_WRITTEN TASK_
Print the listing below exactly.

[Excerpts of pointing data]
·····

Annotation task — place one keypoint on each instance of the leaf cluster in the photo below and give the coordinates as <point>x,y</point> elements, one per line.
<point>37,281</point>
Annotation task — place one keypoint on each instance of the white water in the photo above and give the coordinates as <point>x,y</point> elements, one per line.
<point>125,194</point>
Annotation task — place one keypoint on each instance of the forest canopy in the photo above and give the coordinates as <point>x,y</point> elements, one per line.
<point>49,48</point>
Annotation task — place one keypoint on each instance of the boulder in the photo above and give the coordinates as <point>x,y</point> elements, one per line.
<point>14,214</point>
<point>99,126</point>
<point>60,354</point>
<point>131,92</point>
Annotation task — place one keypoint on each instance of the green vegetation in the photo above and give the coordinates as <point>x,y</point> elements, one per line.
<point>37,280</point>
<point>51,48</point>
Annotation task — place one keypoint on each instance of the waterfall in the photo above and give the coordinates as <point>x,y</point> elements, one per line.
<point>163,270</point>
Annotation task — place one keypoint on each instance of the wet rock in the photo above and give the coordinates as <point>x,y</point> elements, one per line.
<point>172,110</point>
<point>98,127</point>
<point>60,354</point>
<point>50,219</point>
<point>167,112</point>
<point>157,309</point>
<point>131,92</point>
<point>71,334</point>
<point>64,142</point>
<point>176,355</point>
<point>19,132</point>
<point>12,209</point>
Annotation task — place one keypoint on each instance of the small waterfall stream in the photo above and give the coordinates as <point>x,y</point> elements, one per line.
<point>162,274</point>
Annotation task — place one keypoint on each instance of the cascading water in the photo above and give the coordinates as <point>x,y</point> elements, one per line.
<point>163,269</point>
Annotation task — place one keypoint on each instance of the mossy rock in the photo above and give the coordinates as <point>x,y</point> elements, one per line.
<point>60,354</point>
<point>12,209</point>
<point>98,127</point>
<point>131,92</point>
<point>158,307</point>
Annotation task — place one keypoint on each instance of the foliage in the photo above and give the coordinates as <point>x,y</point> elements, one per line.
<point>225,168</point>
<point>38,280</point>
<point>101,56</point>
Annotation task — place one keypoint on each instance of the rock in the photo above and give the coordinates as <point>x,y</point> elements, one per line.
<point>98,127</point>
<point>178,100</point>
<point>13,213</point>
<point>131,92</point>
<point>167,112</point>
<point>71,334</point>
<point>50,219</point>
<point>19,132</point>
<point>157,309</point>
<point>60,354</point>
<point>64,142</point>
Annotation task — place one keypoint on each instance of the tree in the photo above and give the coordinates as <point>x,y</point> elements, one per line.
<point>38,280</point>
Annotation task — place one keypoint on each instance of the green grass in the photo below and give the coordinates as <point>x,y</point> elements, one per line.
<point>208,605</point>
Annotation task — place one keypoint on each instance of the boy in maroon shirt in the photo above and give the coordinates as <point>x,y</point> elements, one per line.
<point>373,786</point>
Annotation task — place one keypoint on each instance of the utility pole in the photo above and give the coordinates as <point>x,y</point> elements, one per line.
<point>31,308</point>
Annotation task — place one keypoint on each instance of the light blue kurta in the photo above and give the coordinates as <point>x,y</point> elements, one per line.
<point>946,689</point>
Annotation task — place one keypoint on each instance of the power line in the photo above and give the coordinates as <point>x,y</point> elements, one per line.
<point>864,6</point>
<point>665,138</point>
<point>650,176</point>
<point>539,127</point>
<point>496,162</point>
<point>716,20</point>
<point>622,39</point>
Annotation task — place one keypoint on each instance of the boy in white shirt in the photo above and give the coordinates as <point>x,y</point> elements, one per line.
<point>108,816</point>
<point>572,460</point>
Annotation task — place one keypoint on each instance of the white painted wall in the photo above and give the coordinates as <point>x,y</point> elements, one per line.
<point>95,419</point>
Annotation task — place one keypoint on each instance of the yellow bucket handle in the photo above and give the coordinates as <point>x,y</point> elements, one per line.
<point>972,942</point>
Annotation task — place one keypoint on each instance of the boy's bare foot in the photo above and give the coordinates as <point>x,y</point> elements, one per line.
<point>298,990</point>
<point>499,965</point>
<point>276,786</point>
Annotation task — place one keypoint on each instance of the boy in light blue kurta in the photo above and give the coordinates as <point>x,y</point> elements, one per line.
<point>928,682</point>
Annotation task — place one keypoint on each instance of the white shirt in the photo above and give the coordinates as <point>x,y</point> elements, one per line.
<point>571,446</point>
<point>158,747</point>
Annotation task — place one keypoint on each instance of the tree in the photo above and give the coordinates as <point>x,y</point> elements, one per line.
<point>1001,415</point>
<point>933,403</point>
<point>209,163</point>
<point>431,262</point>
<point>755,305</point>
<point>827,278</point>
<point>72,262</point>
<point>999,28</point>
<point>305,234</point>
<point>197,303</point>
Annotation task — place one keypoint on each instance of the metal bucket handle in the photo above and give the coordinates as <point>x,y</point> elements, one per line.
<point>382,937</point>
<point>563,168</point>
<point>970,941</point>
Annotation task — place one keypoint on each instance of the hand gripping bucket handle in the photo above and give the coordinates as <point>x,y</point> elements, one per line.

·····

_REPLY TO THE EXERCISE_
Annotation task — place one keypoint on each instance of the leaf cluster in the photo below and give the coordinates as <point>x,y</point> elements, one per line.
<point>37,281</point>
Annotation task — place one keypoint on each instance of the white water in the photo above and give the coordinates as <point>x,y</point> elements, one per line.
<point>125,194</point>
Annotation task — place one keypoint on each instance of the forest canopy in the photo above and give the coordinates as <point>x,y</point> elements, one per line.
<point>49,48</point>
Annotation task — place one keypoint on each instance of the boulder in the photo above and give the coordinates as <point>x,y</point> elements, one per line.
<point>14,214</point>
<point>99,126</point>
<point>60,354</point>
<point>131,92</point>
Annotation task — place one keypoint on each instance of the green vegetation in the photo above and give the coordinates as <point>x,y</point> elements, one per line.
<point>37,280</point>
<point>51,48</point>
Annotation task — place one keypoint on each instance of the waterfall in the photo above and give the coordinates as <point>x,y</point> elements, one per line.
<point>163,270</point>
Annotation task — place one keypoint on each instance of the wet rock in the photo above and give the coordinates as <point>x,y</point> elements, one per line.
<point>172,110</point>
<point>98,127</point>
<point>60,354</point>
<point>50,219</point>
<point>167,112</point>
<point>157,309</point>
<point>131,92</point>
<point>71,334</point>
<point>64,142</point>
<point>176,355</point>
<point>19,132</point>
<point>12,209</point>
Annotation task — place one keypoint on each instance of the small waterfall stream in the photo above and give the coordinates as <point>x,y</point> elements, one per line.
<point>162,274</point>
Annotation task — place one keypoint on each instance of the cascading water in the photo above and give the coordinates as <point>x,y</point> elements, one per line.
<point>163,269</point>
Annotation task — place one keypoint on each instance of the mossy rock in the photo above and give the coordinates as <point>x,y</point> elements, one per line.
<point>60,354</point>
<point>12,209</point>
<point>98,127</point>
<point>131,92</point>
<point>158,307</point>
Annotation task — place one keypoint on each instance of the foliage in the photo above and give the coordinates as <point>x,y</point> elements, one per line.
<point>225,168</point>
<point>38,280</point>
<point>101,56</point>
Annotation task — place one keypoint on each instance of the rock in the photo above and give the coordinates as <point>x,y</point> elements, one per line.
<point>98,127</point>
<point>178,100</point>
<point>13,213</point>
<point>131,92</point>
<point>167,112</point>
<point>71,334</point>
<point>50,219</point>
<point>19,132</point>
<point>157,309</point>
<point>60,354</point>
<point>64,142</point>
Annotation task — place one keypoint on each instance of the tree in the photo above and give the coordinates as <point>x,y</point> elements, one per line.
<point>38,280</point>
Annotation task — place one keypoint on each instance of the green grass in the photo below and give the coordinates as <point>x,y</point> elements, one per line.
<point>208,605</point>
Annotation task — place one keypoint on each instance of the boy in maroon shirt in the photo above and give the coordinates as <point>x,y</point> elements, one per line.
<point>373,786</point>
Annotation task — place one keypoint on each instance of the utility pole in the photo above and give the coordinates as <point>x,y</point> elements, one per line.
<point>31,308</point>
Annotation task — place one keypoint on each instance of the light blue kurta in the photo above and give the coordinates as <point>x,y</point> elements, one per line.
<point>946,689</point>
Annotation task — place one keypoint on each instance of the power line in the photo above and give the coordinates as <point>x,y</point> elements, one per line.
<point>864,6</point>
<point>665,138</point>
<point>650,176</point>
<point>539,127</point>
<point>496,162</point>
<point>716,20</point>
<point>622,39</point>
Annotation task — place one keypoint on each instance of the boy in white shirt in the photo above and give the coordinates as <point>x,y</point> elements, one per line.
<point>108,816</point>
<point>572,460</point>
Annotation task — place one keypoint on each instance of the white painted wall in the photo above and give the coordinates as <point>x,y</point> elements, one per line.
<point>95,419</point>
Annotation task — place one keypoint on each instance of the yellow bucket handle in the photo above and give the coordinates as <point>x,y</point> elements, one per line.
<point>972,942</point>
Annotation task — place one keypoint on each instance of the boy's bare foot in the photo above and give the coordinates as <point>x,y</point> elements, one per line.
<point>298,990</point>
<point>499,965</point>
<point>276,786</point>
Annotation task — place one keypoint on each instance of the boy in light blue kurta in the photo above and give the coordinates as <point>x,y</point> elements, one per line.
<point>928,682</point>
Annotation task — place one keypoint on each instance of the white shirt in the photo above and give the coordinates as <point>x,y</point> elements, one per line.
<point>571,446</point>
<point>158,747</point>
Annotation task — place one keypoint on each instance of the tree in the photo above and give the coordinates as <point>x,y</point> elements, one per line.
<point>1001,415</point>
<point>933,403</point>
<point>209,163</point>
<point>431,262</point>
<point>755,305</point>
<point>827,278</point>
<point>72,262</point>
<point>999,28</point>
<point>305,234</point>
<point>197,303</point>
Annotation task — place one keypoint on each instance of the metal bucket handle in the photo above and give the coordinates as <point>x,y</point> elements, one per line.
<point>382,937</point>
<point>563,168</point>
<point>970,941</point>
Annotation task — place one keypoint on each instance of the hand gripping bucket handle in the photo above and give the coordinates as <point>x,y</point> elements, one per line.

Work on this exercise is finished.